Starting at the first line of the records below, transcribe each line exactly, ending with the line that contains "written like <point>33,94</point>.".
_ _ _ _
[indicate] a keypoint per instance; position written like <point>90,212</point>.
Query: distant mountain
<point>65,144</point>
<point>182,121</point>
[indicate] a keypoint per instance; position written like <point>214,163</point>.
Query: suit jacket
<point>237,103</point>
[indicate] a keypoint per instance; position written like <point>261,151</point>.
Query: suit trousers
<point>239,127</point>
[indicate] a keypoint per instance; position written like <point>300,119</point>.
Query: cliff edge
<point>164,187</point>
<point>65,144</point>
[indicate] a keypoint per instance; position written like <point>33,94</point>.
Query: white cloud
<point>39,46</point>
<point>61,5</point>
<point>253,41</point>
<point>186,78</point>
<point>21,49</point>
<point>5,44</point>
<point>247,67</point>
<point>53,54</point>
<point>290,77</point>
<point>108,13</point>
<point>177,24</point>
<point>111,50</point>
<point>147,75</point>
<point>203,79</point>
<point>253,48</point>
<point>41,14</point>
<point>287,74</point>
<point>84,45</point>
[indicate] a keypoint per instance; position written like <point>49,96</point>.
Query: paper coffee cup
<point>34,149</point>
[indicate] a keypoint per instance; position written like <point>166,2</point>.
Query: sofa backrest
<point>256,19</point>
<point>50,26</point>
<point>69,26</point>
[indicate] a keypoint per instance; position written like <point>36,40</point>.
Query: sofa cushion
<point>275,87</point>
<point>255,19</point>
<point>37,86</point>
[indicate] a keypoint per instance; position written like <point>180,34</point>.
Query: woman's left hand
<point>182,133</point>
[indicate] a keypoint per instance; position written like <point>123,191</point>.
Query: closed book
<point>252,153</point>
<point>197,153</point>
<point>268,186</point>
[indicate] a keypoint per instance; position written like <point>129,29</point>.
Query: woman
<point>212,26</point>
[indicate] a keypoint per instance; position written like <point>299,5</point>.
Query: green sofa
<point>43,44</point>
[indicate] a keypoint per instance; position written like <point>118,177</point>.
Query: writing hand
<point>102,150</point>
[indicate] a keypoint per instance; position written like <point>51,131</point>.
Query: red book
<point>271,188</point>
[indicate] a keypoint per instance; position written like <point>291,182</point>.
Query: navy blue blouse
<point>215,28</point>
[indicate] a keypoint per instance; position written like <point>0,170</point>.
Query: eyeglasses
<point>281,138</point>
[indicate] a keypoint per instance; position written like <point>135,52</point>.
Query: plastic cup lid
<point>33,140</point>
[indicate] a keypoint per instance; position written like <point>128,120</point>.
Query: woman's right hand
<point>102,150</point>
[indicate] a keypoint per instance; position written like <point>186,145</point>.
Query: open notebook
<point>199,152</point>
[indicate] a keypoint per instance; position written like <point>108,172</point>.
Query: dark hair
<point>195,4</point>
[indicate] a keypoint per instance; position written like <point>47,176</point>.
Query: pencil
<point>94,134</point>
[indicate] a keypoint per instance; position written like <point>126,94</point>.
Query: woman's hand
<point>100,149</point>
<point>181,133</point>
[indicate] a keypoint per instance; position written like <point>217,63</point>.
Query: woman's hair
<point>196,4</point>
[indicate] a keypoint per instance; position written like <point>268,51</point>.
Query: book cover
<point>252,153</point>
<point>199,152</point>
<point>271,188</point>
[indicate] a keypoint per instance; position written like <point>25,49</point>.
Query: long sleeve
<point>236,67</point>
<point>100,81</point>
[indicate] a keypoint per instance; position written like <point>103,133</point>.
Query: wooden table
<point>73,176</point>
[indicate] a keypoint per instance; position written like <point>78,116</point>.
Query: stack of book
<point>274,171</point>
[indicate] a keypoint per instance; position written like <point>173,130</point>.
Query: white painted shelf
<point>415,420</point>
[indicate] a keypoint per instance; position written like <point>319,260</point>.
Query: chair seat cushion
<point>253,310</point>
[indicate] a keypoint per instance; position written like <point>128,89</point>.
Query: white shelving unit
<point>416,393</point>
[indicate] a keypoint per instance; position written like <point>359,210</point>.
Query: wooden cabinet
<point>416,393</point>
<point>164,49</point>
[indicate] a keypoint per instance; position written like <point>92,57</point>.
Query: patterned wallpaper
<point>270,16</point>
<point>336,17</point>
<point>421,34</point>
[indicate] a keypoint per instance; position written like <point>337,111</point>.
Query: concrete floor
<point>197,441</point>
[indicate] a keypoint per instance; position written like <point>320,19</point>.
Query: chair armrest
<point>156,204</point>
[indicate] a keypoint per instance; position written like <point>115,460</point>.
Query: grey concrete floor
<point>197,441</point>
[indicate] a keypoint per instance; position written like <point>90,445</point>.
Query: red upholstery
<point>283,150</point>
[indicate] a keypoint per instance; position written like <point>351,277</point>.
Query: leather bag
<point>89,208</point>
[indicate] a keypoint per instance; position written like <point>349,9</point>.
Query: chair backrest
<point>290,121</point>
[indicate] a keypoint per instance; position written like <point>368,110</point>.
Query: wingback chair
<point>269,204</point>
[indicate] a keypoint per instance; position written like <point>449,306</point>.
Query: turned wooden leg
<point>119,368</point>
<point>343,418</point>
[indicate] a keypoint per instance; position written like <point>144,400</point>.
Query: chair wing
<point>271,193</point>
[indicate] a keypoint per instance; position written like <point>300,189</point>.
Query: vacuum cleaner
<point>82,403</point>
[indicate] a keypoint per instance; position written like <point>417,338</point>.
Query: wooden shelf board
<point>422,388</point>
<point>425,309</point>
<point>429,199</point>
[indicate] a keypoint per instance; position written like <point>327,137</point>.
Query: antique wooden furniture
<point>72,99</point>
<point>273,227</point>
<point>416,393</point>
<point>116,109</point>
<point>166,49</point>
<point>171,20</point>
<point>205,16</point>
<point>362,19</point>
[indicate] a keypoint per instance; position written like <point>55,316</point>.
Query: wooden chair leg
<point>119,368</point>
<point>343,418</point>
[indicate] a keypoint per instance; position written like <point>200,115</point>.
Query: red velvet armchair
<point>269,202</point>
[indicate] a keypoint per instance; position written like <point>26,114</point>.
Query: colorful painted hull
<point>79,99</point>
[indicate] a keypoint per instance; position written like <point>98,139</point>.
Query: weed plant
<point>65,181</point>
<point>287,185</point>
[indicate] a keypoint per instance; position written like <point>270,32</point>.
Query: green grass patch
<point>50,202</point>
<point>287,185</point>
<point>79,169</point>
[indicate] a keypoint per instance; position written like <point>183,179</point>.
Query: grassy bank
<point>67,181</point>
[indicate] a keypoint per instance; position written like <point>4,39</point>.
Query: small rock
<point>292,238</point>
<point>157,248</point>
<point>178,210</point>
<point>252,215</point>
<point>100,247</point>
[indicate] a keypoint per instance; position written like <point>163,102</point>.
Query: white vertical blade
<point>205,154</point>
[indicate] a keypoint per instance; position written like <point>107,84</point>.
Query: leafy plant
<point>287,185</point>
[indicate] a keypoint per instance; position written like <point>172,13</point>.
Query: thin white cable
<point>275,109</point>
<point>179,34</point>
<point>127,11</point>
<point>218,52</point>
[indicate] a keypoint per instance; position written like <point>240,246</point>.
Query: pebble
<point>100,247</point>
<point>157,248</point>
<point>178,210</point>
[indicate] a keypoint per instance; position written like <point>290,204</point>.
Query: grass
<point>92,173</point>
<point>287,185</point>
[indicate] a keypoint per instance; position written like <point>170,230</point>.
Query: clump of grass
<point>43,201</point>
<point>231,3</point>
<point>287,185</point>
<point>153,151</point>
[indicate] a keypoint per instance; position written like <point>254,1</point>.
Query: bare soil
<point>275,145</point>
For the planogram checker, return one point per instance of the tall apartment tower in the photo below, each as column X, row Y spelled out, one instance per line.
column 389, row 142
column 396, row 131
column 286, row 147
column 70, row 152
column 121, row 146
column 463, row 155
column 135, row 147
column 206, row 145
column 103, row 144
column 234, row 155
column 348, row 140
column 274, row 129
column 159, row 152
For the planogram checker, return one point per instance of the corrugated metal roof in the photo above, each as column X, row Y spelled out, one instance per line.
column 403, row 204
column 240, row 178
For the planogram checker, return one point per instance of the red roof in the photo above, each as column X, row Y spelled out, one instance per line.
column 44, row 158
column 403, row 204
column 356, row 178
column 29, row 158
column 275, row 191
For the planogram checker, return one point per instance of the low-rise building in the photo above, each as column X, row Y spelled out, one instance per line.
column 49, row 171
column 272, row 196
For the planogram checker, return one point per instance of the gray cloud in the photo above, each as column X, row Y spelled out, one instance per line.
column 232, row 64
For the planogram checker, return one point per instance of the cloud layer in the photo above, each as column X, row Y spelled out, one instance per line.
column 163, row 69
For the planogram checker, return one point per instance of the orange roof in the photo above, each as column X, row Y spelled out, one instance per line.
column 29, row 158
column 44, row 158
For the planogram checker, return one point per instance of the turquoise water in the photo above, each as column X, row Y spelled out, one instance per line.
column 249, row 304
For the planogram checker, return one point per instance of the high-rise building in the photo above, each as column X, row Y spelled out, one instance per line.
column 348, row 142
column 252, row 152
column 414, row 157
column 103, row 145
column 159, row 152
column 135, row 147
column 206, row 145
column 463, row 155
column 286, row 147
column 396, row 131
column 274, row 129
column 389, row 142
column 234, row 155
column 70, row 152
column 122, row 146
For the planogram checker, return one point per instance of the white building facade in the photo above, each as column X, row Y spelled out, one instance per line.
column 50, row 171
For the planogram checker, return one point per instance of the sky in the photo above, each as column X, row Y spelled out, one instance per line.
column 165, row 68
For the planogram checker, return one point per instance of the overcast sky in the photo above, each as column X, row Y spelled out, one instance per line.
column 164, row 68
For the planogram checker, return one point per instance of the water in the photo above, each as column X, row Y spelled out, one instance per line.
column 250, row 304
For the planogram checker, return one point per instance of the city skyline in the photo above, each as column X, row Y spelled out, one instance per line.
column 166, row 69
_ _ _ _
> Response to this exercise
[indicate] a keypoint per instance; position written like <point>90,212</point>.
Query: distant mountain
<point>65,144</point>
<point>182,121</point>
[indicate] a keypoint per instance; position written like <point>214,163</point>.
Query: suit jacket
<point>237,103</point>
[indicate] a keypoint per instance; position written like <point>261,151</point>.
Query: suit trousers
<point>239,127</point>
[indicate] a keypoint per instance; position written like <point>300,119</point>.
Query: cliff edge
<point>164,187</point>
<point>65,144</point>
[indicate] a keypoint per instance; position written like <point>33,94</point>.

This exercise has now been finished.